## [Exercise aim]
From the entries that follow, extract each line holding the string "officer".

## [Referring expression data]
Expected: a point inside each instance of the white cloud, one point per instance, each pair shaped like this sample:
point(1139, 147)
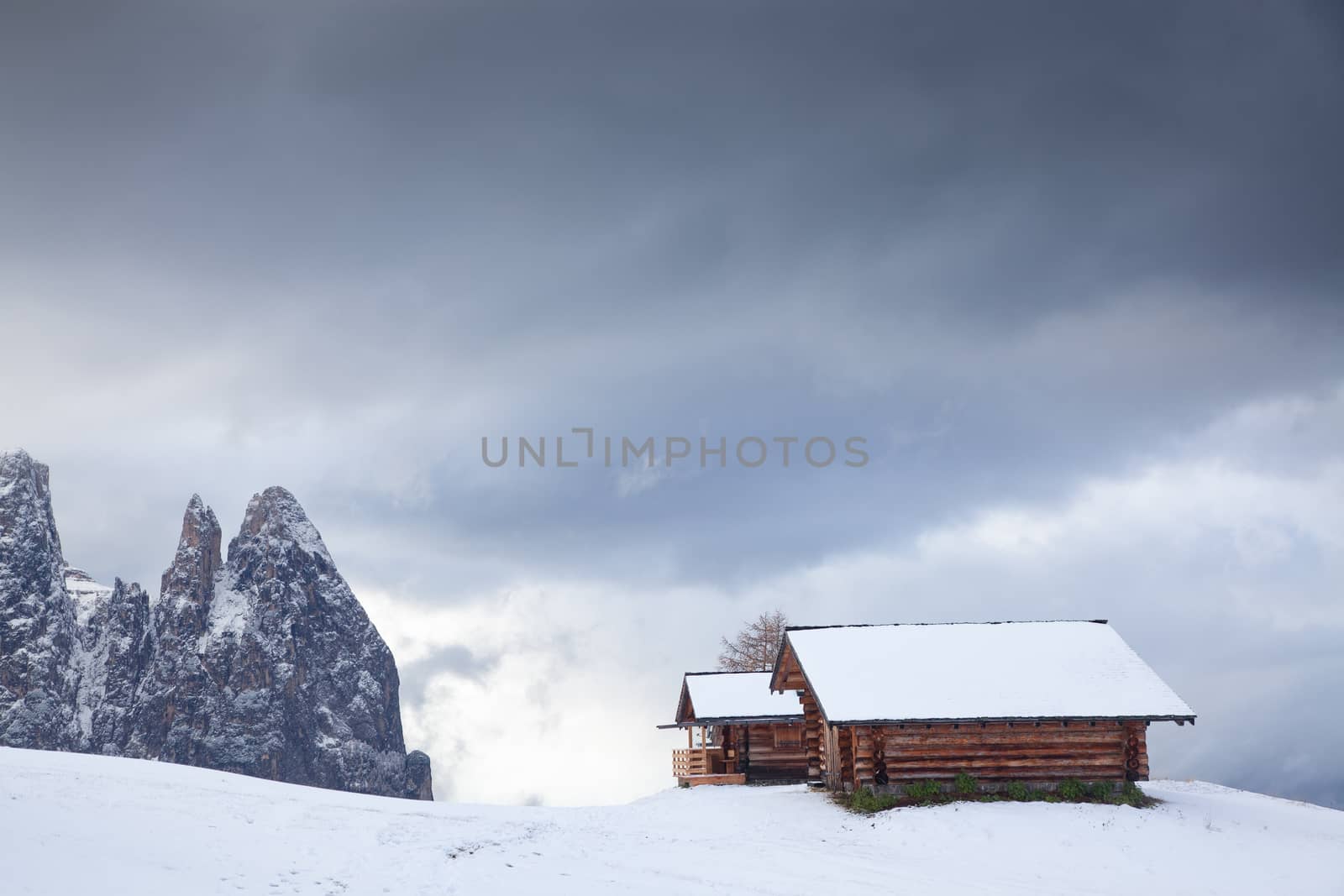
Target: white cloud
point(1189, 558)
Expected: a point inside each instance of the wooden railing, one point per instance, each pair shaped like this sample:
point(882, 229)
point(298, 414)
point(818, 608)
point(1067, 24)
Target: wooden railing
point(698, 761)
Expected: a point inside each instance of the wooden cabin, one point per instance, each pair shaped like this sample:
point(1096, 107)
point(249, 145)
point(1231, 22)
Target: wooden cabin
point(1034, 701)
point(738, 731)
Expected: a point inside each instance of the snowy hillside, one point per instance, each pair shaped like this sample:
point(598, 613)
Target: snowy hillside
point(77, 824)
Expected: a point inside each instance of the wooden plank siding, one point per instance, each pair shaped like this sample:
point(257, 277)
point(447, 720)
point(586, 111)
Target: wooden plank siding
point(996, 752)
point(774, 752)
point(846, 755)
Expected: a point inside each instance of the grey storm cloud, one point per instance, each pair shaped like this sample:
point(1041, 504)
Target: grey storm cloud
point(333, 244)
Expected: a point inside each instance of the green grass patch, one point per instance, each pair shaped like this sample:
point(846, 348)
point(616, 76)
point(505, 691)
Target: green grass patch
point(967, 789)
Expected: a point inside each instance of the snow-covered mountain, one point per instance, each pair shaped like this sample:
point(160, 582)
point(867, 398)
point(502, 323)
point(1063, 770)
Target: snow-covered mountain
point(264, 664)
point(158, 829)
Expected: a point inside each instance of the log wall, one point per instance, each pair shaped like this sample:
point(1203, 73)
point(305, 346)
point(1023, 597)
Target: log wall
point(774, 752)
point(992, 752)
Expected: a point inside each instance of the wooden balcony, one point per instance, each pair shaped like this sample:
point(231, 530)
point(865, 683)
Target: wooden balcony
point(705, 766)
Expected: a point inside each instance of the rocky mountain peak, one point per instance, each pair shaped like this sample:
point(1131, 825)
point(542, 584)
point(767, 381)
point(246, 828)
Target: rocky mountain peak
point(37, 616)
point(190, 580)
point(275, 520)
point(265, 665)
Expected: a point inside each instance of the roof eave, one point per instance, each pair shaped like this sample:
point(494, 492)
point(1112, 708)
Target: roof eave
point(1010, 719)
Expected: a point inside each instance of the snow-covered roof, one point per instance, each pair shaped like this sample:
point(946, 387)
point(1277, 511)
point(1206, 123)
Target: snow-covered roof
point(738, 694)
point(980, 671)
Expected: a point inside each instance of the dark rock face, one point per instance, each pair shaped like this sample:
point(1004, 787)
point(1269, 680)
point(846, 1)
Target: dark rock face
point(265, 664)
point(37, 618)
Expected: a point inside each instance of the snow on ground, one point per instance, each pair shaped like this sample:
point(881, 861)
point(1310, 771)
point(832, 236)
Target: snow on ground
point(74, 824)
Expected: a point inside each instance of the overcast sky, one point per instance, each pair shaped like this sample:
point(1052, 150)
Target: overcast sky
point(1074, 275)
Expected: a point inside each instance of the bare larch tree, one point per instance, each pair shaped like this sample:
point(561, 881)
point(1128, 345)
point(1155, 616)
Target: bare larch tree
point(756, 647)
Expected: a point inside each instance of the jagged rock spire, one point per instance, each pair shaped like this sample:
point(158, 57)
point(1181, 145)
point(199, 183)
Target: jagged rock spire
point(190, 580)
point(37, 616)
point(265, 664)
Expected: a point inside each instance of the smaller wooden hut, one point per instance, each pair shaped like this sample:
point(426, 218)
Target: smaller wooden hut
point(1035, 701)
point(737, 731)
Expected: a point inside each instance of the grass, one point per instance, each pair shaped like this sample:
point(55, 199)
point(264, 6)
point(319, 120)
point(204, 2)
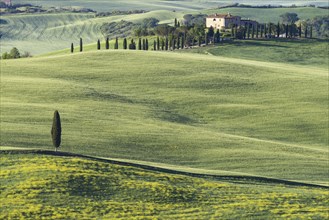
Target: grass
point(190, 110)
point(44, 33)
point(272, 14)
point(303, 52)
point(49, 187)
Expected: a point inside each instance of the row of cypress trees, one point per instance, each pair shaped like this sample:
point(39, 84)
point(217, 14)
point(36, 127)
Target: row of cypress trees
point(143, 44)
point(264, 30)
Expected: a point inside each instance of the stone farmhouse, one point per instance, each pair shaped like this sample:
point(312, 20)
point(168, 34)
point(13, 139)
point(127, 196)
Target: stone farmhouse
point(223, 21)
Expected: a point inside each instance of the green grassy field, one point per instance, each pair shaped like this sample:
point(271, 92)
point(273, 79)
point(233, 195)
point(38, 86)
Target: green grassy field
point(272, 14)
point(167, 4)
point(303, 52)
point(43, 33)
point(35, 186)
point(211, 113)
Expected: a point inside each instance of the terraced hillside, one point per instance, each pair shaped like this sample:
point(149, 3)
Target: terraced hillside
point(216, 114)
point(36, 186)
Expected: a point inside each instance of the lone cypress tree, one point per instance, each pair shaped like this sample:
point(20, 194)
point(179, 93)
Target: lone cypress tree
point(248, 31)
point(235, 31)
point(116, 44)
point(81, 46)
point(287, 28)
point(56, 130)
point(278, 30)
point(139, 44)
point(253, 32)
point(146, 44)
point(132, 45)
point(257, 30)
point(98, 44)
point(167, 43)
point(125, 44)
point(265, 30)
point(311, 31)
point(107, 44)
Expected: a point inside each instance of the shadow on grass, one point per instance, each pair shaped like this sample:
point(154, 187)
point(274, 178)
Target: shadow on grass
point(234, 179)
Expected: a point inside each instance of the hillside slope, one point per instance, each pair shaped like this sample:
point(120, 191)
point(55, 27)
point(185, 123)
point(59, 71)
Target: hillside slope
point(40, 186)
point(190, 110)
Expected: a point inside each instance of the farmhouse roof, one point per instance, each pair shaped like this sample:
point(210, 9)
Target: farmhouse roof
point(228, 15)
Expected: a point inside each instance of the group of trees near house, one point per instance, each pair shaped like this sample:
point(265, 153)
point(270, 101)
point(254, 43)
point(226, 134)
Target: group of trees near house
point(14, 54)
point(271, 30)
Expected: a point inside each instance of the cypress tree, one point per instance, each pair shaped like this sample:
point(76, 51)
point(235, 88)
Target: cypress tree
point(290, 31)
point(253, 32)
point(107, 44)
point(116, 44)
point(125, 44)
point(248, 31)
point(56, 130)
point(139, 44)
point(98, 45)
point(257, 30)
point(265, 30)
point(132, 45)
point(287, 28)
point(218, 36)
point(158, 43)
point(311, 31)
point(300, 30)
point(167, 43)
point(244, 32)
point(278, 30)
point(235, 32)
point(81, 45)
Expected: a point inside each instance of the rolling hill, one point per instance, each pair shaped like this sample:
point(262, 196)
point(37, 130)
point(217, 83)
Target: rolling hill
point(44, 186)
point(42, 33)
point(197, 111)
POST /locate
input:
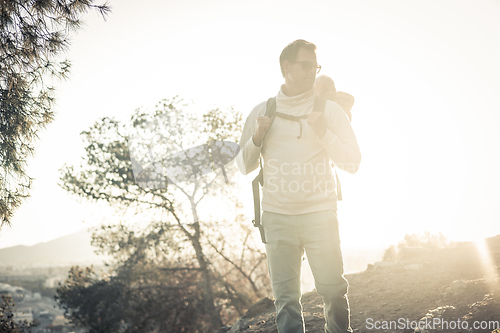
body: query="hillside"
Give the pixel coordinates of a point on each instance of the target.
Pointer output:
(72, 249)
(454, 285)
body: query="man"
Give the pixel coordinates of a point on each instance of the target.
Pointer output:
(299, 199)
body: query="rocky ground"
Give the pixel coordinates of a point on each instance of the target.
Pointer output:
(455, 288)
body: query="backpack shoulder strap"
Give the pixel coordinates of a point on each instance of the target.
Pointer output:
(319, 104)
(270, 107)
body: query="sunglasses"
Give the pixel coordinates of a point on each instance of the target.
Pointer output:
(307, 66)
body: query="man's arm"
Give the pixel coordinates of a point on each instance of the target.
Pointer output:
(248, 157)
(337, 137)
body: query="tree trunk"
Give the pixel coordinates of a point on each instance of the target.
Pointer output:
(207, 287)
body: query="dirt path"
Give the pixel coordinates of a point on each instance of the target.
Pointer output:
(450, 286)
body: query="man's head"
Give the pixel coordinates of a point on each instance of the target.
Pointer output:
(299, 66)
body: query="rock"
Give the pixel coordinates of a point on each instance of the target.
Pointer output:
(263, 306)
(414, 266)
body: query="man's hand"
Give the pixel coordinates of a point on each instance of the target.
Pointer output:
(318, 122)
(264, 124)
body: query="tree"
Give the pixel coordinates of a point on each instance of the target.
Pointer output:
(33, 34)
(171, 162)
(7, 322)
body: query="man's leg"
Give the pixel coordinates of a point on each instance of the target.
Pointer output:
(284, 258)
(322, 244)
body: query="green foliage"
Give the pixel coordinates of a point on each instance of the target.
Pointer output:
(7, 322)
(33, 34)
(183, 266)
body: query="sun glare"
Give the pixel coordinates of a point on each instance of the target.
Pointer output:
(487, 263)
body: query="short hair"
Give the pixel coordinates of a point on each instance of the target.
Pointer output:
(291, 50)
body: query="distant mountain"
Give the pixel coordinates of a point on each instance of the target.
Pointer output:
(67, 250)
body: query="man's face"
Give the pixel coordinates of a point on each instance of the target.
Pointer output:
(302, 72)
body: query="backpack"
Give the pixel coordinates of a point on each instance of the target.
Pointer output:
(319, 106)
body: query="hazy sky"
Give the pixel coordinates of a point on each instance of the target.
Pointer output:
(424, 74)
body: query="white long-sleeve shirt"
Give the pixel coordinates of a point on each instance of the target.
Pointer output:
(298, 178)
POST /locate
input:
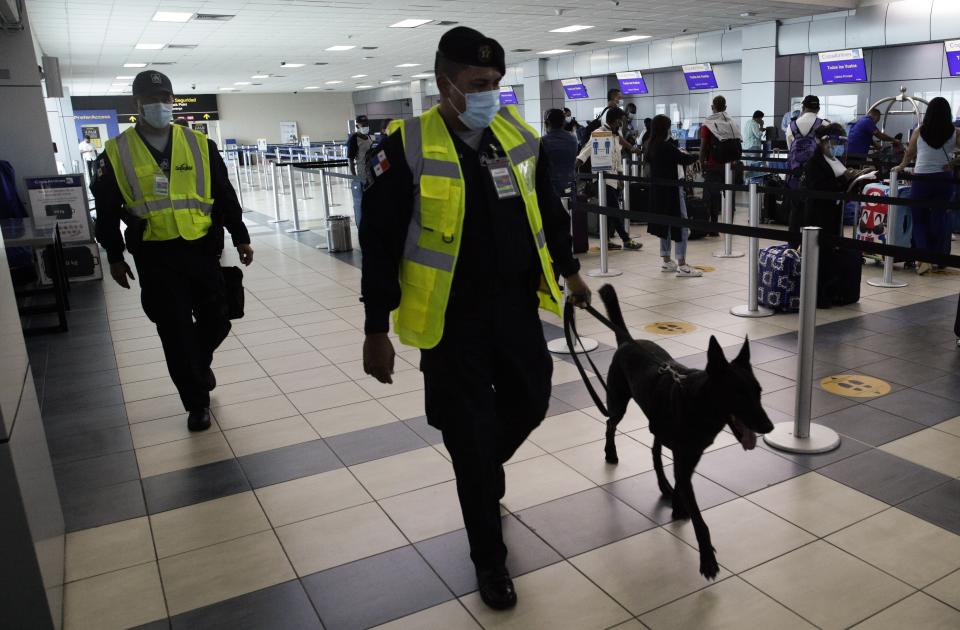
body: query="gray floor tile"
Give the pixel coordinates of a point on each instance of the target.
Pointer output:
(366, 445)
(744, 472)
(940, 506)
(375, 590)
(449, 555)
(193, 485)
(289, 462)
(918, 406)
(284, 606)
(584, 521)
(642, 493)
(884, 476)
(868, 424)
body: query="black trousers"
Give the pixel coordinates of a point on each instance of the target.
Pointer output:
(183, 293)
(487, 387)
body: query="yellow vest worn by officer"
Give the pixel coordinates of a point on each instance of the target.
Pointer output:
(436, 226)
(175, 208)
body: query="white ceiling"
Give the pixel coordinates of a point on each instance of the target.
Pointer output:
(94, 38)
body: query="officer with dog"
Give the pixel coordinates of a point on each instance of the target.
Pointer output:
(169, 185)
(462, 238)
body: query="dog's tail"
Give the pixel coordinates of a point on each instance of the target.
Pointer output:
(612, 304)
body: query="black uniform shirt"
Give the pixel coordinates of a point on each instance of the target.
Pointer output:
(226, 211)
(497, 258)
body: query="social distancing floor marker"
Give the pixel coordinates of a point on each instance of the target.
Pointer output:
(855, 386)
(670, 328)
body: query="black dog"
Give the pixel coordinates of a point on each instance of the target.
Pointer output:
(686, 408)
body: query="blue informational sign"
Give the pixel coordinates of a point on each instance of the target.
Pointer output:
(843, 66)
(700, 76)
(631, 83)
(574, 88)
(953, 57)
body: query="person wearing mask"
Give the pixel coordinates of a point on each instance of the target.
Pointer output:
(717, 127)
(358, 145)
(170, 187)
(462, 239)
(666, 161)
(613, 124)
(561, 150)
(934, 146)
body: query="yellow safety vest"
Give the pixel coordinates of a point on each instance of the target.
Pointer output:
(184, 211)
(436, 227)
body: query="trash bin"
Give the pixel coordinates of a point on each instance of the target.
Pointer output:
(338, 234)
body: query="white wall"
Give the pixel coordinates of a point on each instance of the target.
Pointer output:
(247, 117)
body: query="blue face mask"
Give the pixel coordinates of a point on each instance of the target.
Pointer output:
(158, 115)
(482, 108)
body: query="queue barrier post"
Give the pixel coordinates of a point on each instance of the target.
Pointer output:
(604, 271)
(752, 308)
(802, 436)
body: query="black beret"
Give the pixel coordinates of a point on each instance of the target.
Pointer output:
(467, 46)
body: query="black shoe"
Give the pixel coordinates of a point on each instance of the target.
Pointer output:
(496, 589)
(199, 420)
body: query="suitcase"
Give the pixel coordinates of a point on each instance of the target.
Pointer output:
(779, 281)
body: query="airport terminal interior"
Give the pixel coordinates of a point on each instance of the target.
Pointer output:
(320, 497)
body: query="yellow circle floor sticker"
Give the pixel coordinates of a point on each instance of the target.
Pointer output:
(670, 328)
(855, 386)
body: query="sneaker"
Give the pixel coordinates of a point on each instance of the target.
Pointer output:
(686, 271)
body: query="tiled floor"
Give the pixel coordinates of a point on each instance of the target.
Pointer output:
(320, 498)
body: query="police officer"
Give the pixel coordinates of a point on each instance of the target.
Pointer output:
(462, 237)
(169, 185)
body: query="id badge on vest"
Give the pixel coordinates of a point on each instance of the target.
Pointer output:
(502, 177)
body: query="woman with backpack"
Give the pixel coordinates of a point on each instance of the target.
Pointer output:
(934, 145)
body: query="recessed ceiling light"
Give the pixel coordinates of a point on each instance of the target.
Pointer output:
(411, 23)
(570, 29)
(629, 38)
(172, 16)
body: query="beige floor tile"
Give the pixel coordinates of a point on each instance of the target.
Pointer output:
(645, 571)
(556, 597)
(401, 473)
(121, 599)
(328, 397)
(744, 534)
(348, 418)
(566, 430)
(164, 458)
(204, 524)
(427, 512)
(931, 448)
(731, 603)
(916, 611)
(541, 479)
(107, 548)
(903, 545)
(310, 378)
(448, 616)
(816, 503)
(254, 412)
(827, 586)
(307, 497)
(270, 435)
(222, 571)
(334, 539)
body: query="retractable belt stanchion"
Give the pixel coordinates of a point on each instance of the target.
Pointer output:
(801, 436)
(727, 216)
(604, 271)
(893, 218)
(752, 308)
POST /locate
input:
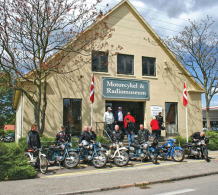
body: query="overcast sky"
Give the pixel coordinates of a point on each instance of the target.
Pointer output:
(169, 17)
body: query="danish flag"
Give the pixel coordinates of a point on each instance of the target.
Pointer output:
(92, 90)
(185, 99)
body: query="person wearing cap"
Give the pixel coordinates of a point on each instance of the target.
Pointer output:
(62, 136)
(130, 131)
(119, 118)
(33, 139)
(109, 120)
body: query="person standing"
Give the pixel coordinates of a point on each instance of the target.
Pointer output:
(109, 120)
(160, 122)
(117, 135)
(62, 136)
(130, 117)
(143, 134)
(130, 131)
(33, 139)
(119, 118)
(155, 127)
(92, 133)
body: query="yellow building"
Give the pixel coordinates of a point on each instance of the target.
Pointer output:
(140, 74)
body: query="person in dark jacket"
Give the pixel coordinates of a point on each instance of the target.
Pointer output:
(92, 133)
(62, 136)
(130, 131)
(85, 135)
(143, 134)
(197, 136)
(160, 121)
(119, 118)
(33, 139)
(117, 134)
(155, 127)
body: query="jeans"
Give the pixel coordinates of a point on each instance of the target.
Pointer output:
(109, 128)
(131, 138)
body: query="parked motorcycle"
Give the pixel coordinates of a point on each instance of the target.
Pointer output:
(36, 158)
(197, 149)
(145, 150)
(92, 152)
(169, 149)
(118, 153)
(63, 153)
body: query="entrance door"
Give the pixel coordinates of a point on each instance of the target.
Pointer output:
(72, 116)
(135, 108)
(171, 113)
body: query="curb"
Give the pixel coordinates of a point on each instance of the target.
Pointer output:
(140, 184)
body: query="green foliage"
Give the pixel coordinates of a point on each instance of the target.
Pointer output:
(2, 132)
(7, 114)
(180, 141)
(213, 140)
(102, 139)
(13, 164)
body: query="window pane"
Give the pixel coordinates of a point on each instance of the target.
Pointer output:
(148, 66)
(99, 61)
(171, 118)
(125, 64)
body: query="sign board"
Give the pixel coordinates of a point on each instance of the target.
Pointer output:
(125, 88)
(155, 110)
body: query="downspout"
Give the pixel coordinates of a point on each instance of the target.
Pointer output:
(21, 116)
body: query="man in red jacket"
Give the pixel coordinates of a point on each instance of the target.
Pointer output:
(130, 117)
(155, 127)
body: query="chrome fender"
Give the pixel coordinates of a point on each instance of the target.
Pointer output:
(179, 148)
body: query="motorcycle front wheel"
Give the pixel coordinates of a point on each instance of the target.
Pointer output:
(178, 155)
(122, 159)
(72, 160)
(99, 159)
(43, 164)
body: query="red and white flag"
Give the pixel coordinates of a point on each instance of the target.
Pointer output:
(92, 90)
(185, 99)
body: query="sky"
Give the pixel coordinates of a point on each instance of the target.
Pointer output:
(169, 17)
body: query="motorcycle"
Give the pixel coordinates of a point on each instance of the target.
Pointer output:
(36, 158)
(8, 138)
(63, 153)
(169, 149)
(145, 150)
(117, 153)
(197, 149)
(92, 152)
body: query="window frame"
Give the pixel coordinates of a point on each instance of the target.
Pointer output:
(99, 65)
(125, 65)
(149, 67)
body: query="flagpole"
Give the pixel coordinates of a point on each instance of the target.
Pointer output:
(186, 123)
(92, 115)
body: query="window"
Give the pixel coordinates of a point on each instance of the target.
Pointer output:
(171, 118)
(99, 61)
(72, 116)
(125, 64)
(148, 66)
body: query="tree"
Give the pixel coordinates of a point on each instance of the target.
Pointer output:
(196, 47)
(7, 114)
(35, 37)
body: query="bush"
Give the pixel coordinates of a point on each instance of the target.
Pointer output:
(213, 140)
(102, 139)
(13, 164)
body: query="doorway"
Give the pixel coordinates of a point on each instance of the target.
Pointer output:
(135, 108)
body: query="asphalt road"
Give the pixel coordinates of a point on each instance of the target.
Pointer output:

## [Solution to this exercise]
body: query="yellow vest worn by officer"
body: query="officer with dog"
body: query="police officer"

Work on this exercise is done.